(What you are asked to do):
Beginning with the line that holds "You are given a photograph. For the sandal", set down each line of the data below through the very last, exactly as given, and nothing beyond that.

(Information provided):
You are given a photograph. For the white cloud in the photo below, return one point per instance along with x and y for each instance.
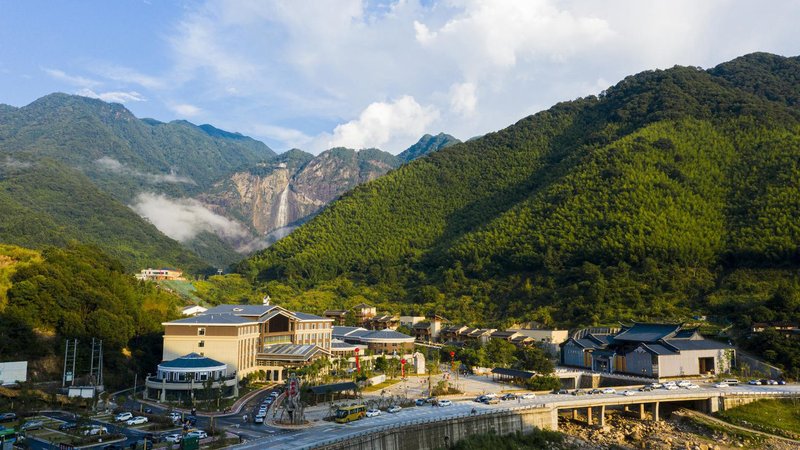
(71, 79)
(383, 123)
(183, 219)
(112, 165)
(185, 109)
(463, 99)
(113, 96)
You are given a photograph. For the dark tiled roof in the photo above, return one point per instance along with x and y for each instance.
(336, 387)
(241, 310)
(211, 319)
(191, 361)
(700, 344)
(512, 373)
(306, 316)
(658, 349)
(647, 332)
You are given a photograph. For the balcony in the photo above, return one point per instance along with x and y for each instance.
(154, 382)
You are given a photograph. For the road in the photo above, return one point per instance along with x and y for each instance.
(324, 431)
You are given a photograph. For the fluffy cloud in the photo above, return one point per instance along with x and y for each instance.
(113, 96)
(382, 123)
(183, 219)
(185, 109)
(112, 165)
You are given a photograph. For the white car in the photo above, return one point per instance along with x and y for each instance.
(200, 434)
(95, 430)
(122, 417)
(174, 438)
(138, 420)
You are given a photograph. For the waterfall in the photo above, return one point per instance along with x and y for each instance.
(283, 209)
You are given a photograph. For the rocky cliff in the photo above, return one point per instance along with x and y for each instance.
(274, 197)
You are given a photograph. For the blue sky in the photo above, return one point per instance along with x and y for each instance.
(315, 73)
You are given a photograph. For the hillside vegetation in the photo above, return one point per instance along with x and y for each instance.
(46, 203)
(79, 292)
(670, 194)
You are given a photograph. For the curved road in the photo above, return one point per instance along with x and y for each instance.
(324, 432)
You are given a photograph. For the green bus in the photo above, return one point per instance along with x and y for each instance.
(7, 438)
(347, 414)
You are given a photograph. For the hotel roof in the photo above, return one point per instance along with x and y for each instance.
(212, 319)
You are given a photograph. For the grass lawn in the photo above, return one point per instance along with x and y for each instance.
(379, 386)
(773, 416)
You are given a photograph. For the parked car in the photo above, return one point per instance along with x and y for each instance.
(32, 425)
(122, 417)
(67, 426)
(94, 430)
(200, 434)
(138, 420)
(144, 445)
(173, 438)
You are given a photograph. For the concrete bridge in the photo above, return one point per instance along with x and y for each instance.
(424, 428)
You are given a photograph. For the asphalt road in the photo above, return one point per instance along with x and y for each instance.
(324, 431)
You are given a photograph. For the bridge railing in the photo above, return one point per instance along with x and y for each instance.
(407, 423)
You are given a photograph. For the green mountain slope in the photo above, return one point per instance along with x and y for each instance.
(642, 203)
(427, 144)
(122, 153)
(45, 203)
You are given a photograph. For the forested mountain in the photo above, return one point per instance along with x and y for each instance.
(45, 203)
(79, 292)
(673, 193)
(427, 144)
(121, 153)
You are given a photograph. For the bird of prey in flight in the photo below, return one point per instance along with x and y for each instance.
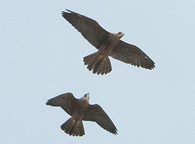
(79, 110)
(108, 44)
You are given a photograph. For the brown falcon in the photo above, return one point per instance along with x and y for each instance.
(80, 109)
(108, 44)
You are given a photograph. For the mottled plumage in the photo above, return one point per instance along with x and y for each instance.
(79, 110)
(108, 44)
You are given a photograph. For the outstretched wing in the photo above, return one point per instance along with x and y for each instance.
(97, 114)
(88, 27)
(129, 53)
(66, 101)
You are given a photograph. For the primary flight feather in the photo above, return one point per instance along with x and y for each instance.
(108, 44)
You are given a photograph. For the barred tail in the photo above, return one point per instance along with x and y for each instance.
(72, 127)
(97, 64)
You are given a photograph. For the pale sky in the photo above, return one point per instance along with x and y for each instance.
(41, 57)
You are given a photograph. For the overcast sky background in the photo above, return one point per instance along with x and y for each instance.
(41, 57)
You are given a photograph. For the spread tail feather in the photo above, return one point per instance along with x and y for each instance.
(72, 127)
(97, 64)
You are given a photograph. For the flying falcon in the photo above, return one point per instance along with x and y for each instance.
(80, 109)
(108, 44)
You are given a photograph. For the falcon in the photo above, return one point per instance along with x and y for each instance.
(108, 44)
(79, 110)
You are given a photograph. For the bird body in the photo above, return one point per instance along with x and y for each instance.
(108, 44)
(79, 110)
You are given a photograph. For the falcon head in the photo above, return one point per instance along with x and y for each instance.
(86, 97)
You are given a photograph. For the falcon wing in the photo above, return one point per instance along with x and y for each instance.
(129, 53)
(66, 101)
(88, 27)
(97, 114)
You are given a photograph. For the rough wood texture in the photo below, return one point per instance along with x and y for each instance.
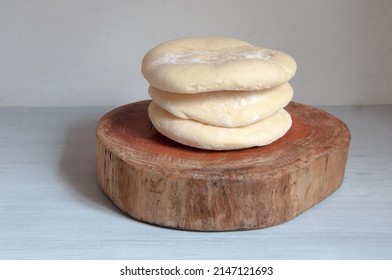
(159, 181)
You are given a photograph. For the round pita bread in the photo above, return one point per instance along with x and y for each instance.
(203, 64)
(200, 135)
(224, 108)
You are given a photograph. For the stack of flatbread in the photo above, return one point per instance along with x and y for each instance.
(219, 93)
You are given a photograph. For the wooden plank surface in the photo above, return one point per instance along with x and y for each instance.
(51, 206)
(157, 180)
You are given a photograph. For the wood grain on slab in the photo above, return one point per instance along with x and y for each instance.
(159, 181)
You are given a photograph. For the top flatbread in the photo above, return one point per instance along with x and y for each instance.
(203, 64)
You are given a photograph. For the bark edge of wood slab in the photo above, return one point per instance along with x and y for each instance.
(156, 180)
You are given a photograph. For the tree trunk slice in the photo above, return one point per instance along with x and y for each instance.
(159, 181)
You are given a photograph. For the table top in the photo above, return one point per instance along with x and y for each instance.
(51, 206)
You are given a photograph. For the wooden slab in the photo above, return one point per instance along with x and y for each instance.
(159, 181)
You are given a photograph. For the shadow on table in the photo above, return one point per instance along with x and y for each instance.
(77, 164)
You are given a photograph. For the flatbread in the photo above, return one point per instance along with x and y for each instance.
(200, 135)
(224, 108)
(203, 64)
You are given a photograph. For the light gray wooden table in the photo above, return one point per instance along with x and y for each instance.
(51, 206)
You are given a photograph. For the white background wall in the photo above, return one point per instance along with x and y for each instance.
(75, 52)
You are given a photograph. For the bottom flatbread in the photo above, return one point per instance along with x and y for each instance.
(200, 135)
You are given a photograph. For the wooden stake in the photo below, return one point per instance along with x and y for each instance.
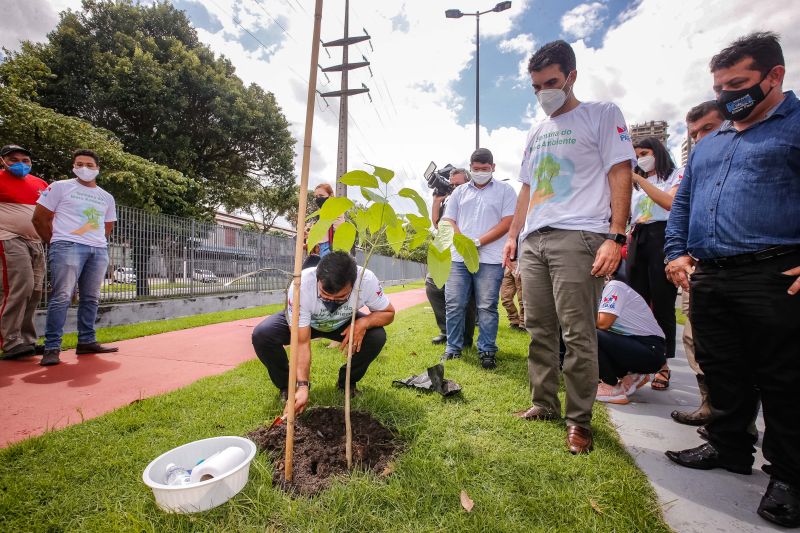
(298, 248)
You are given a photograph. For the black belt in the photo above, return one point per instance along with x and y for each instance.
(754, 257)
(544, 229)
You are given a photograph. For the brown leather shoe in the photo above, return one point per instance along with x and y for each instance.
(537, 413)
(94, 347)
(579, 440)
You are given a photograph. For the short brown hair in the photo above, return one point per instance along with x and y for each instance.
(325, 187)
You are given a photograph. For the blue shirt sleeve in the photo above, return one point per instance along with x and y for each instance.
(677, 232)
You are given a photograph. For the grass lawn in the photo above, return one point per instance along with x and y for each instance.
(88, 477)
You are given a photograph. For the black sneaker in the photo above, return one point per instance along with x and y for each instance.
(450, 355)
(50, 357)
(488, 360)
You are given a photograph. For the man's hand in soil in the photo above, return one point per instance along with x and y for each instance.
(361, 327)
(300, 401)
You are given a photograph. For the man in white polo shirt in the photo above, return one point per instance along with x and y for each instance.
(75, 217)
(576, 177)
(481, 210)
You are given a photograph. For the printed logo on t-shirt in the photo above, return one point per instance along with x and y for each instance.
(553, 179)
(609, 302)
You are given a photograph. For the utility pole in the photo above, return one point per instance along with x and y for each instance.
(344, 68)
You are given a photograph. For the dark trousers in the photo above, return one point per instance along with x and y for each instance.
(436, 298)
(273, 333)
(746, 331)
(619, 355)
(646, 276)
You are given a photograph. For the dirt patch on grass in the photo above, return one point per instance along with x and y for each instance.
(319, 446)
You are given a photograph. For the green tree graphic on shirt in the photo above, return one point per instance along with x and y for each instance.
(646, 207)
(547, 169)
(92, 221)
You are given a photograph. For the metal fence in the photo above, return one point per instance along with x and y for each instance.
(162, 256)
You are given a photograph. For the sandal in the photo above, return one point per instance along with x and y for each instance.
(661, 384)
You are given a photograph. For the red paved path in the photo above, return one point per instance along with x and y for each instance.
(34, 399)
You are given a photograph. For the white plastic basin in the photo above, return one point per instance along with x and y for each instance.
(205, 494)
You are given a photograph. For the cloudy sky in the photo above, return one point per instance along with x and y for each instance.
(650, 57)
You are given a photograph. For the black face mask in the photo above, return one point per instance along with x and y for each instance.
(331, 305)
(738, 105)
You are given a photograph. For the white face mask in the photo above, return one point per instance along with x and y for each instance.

(Solution to this exercise):
You are given a photograph. For the sandal in the photo above, return one point per instance along with x and y for each instance.
(661, 384)
You are given a photograph. For the red paved path in the photo above, return one point per instance along with x and y for each instance.
(34, 399)
You are given a photograph. For the white plastic basin in the photo above, return one point per instance along with x and y for each instance.
(205, 494)
You are given a photograph. For the cloudy sky in the photo above, return one point per instance along with x and y for each instance.
(650, 57)
You are given a photograph. For the black face mask in the photo above, return one point per instance along with x and y for each instance.
(331, 305)
(738, 105)
You are given a photograph. For the white face mask in the photo above, return one point per instance along with x and y for each instance.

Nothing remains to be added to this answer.